#### Data supplied
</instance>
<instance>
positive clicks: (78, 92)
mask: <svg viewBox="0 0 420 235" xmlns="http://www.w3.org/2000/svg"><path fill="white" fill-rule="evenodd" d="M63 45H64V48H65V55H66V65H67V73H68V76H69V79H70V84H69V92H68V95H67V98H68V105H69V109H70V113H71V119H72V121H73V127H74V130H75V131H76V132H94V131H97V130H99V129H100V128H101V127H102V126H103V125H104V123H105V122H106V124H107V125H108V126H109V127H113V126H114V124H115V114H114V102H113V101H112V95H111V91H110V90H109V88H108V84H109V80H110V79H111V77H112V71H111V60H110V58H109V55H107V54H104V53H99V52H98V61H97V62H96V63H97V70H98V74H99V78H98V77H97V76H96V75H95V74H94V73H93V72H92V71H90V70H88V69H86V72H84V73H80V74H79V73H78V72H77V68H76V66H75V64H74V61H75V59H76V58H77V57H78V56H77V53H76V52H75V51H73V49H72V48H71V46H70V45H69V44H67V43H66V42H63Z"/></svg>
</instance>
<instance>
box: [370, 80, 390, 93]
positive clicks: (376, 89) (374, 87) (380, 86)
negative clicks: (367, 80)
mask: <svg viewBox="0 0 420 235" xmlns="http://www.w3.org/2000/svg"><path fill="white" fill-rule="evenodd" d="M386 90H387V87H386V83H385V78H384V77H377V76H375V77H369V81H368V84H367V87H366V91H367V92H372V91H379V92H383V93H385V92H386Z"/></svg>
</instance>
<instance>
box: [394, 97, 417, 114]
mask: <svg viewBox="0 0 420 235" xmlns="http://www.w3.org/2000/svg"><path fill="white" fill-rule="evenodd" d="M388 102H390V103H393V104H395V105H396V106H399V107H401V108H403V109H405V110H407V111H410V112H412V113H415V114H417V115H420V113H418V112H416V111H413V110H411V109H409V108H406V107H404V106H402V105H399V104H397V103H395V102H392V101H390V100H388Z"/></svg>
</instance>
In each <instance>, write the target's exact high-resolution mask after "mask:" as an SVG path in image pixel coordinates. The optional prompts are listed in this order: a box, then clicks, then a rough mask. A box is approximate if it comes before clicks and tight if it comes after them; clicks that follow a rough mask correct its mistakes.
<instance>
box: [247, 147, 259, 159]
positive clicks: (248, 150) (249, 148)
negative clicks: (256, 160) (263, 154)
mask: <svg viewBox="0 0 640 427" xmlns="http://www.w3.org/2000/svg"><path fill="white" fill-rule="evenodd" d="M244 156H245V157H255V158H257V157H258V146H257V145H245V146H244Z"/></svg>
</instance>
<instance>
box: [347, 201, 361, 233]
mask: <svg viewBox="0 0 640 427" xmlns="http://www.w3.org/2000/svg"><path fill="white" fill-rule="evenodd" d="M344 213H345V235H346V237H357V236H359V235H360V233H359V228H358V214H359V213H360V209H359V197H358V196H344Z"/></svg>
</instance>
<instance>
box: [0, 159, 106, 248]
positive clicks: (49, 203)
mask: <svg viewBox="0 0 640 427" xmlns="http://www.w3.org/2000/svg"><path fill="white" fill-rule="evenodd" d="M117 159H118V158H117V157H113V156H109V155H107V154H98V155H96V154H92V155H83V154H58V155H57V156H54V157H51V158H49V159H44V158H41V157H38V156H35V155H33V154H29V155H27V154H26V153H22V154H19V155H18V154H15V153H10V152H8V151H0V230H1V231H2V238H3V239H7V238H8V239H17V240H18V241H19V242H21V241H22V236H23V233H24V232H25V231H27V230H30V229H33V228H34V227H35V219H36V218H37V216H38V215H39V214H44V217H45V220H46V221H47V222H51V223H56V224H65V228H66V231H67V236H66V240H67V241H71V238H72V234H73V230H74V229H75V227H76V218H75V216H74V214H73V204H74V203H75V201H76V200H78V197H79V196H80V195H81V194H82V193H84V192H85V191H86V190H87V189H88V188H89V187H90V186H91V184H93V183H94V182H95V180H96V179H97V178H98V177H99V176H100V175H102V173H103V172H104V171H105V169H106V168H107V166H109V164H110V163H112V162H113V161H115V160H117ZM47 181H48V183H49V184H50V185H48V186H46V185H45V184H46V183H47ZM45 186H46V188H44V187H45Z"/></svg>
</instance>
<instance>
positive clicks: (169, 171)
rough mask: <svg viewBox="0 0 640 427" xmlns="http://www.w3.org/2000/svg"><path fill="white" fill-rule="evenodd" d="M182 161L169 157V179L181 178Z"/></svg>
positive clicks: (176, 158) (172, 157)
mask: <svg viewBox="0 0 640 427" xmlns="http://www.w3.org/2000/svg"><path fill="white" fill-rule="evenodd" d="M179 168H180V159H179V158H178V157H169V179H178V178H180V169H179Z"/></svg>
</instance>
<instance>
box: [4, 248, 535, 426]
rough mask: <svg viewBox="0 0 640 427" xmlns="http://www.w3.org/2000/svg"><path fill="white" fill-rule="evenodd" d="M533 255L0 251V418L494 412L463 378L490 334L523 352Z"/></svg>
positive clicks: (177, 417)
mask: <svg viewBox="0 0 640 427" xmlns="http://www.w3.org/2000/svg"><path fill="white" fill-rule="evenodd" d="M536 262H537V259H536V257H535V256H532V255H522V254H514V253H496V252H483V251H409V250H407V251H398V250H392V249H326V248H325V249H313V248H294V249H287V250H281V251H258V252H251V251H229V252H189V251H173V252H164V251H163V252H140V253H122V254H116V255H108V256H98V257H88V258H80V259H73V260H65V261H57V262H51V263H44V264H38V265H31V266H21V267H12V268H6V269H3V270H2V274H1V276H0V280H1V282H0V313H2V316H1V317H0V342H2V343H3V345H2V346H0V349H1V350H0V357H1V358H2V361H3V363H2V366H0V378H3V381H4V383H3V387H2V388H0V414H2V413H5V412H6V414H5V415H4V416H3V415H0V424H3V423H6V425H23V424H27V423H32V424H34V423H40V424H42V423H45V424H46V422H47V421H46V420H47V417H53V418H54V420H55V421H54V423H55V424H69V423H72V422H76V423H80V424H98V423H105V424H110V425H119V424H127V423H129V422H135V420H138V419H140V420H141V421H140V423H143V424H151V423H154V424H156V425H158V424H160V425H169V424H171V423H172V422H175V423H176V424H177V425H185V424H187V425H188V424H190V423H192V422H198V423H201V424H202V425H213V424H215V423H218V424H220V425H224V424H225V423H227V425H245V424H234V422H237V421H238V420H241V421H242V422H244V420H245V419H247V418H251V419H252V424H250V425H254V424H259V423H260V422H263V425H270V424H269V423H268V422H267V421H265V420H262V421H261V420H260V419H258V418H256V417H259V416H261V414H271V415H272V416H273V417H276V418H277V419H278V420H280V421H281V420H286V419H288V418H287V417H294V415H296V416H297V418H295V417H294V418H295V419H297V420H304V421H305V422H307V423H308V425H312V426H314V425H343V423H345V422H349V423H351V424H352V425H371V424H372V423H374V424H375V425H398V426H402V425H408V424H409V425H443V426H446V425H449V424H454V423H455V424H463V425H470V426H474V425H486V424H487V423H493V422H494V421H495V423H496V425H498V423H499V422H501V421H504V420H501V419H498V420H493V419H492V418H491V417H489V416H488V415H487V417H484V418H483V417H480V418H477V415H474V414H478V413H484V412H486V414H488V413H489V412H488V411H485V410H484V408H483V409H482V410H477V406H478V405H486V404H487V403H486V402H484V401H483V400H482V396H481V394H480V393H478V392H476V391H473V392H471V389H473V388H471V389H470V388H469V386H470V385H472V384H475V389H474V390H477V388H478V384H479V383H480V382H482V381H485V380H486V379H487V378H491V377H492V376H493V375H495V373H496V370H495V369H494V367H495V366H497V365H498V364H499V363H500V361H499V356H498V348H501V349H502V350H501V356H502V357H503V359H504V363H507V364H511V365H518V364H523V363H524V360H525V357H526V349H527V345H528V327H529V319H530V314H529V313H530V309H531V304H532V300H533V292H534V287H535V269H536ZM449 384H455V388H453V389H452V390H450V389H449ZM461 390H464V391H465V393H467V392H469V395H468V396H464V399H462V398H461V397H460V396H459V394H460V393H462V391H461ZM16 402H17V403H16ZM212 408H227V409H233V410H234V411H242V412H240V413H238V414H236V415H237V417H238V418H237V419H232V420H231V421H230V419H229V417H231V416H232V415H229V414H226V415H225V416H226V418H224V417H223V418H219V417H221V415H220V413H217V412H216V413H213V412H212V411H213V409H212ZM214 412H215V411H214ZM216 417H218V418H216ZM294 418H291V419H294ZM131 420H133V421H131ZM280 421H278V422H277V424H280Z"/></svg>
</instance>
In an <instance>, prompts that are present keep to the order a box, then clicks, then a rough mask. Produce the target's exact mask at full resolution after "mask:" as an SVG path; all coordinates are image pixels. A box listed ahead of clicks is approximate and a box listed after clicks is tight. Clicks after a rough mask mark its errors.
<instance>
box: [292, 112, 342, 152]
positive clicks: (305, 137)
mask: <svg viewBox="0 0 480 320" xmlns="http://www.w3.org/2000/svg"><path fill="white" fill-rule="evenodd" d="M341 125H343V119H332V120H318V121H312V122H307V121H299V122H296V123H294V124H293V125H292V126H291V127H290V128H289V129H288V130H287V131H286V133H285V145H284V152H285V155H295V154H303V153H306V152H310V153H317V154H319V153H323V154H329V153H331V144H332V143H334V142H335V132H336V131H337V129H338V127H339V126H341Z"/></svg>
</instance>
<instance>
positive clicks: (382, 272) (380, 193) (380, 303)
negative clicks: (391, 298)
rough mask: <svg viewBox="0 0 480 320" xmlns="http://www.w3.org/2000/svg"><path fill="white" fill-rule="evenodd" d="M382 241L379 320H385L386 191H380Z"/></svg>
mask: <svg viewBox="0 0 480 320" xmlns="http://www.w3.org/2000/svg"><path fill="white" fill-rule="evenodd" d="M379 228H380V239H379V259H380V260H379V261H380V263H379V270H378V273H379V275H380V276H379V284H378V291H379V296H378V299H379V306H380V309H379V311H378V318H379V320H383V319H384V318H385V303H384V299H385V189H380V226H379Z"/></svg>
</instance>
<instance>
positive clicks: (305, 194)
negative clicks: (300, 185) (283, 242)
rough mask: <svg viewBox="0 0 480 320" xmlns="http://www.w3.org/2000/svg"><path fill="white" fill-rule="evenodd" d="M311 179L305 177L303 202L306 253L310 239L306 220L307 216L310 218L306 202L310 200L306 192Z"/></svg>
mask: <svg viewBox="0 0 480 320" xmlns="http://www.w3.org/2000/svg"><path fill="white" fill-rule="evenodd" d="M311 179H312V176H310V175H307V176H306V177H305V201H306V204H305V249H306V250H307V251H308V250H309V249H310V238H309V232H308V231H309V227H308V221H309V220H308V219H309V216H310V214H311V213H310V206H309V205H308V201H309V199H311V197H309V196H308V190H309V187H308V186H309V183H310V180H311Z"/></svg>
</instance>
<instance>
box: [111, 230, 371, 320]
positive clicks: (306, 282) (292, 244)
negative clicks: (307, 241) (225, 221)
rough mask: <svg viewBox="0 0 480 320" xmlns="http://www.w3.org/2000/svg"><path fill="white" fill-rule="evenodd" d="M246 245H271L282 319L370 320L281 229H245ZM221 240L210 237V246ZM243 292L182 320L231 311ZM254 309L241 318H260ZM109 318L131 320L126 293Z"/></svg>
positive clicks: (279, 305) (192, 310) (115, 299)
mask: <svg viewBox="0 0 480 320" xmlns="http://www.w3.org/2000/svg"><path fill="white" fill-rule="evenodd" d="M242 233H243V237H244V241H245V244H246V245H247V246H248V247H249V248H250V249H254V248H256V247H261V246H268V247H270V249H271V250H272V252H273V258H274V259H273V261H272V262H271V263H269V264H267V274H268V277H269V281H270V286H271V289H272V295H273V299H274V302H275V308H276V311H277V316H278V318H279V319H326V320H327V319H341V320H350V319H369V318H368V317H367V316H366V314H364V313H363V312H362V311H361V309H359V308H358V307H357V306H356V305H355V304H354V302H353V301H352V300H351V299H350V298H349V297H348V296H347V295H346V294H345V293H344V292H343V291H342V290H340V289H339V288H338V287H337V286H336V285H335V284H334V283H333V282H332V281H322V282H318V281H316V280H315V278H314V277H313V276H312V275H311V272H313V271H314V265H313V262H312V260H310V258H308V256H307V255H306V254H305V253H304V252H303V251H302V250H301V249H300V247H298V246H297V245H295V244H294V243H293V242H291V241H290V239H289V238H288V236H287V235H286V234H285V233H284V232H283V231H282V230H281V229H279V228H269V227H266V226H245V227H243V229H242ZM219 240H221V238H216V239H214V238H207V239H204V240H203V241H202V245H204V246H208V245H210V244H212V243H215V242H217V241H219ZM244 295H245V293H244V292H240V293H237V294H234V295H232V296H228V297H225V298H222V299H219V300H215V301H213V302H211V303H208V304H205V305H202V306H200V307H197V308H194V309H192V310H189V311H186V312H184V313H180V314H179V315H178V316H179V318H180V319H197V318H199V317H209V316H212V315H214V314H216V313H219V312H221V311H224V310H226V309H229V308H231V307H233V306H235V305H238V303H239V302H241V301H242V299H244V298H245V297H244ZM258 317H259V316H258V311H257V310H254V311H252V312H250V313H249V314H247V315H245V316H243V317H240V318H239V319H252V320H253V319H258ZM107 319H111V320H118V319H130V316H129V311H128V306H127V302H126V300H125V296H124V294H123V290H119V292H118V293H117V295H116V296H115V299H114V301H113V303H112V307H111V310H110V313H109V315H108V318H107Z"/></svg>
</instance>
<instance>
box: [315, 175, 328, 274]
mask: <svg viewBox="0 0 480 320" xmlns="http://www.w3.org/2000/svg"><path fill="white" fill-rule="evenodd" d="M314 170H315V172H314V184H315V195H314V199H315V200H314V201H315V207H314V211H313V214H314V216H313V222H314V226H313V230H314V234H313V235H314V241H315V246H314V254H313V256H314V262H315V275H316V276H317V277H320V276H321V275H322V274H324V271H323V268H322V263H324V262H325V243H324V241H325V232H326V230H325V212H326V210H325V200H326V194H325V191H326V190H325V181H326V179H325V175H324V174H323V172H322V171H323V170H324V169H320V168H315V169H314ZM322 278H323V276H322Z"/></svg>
########
**Assignment:** Show every line of the records above containing the word "that". Case counts.

**Exercise output:**
In each <instance>, write the target's exact high-resolution mask after "mask:" as an SVG path in image pixel coordinates. The optional prompts are listed in this order: a box, then clicks, then a rough mask. A box is approximate if it comes before clicks and tight if it comes after them; clicks that follow a rough mask correct its mistakes.
In an <instance>, prompts that are present keep to the order a box, then clicks, then a rough mask. Produce the target's exact mask at full resolution after "mask:" as an SVG path; all coordinates are image pixels. A box listed ahead of clicks is approximate and a box listed after clicks is tight. Clicks after a rough mask mark its errors.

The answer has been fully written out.